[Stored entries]
◇ ◇ ◇ ◇ ◇

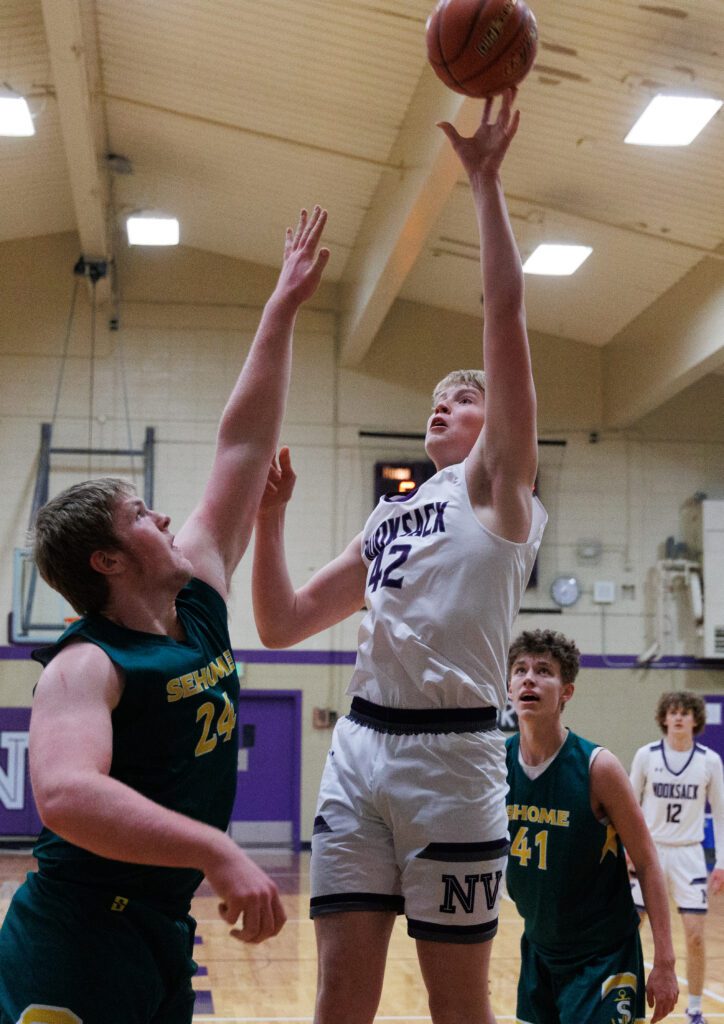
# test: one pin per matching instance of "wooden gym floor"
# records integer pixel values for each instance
(274, 982)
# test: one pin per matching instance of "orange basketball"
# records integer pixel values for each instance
(481, 47)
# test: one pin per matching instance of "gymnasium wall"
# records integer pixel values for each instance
(186, 322)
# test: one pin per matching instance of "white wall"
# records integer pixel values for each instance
(186, 323)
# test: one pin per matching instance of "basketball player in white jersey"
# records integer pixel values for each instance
(673, 780)
(411, 816)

◇ ◇ ◇ ◇ ◇

[TRY IT]
Scan the lines above for "matching", then copy every one that has it.

[WRITTEN ANSWER]
# test: one pin per matching instance of "wooden gym floor"
# test: one pin per matching instance of "orange basketball"
# test: one pin per matching instance of "gymnasium wall"
# test: one pin per matching instance of "white wall"
# test: one pin per matching instance of "basketball player in white jersey"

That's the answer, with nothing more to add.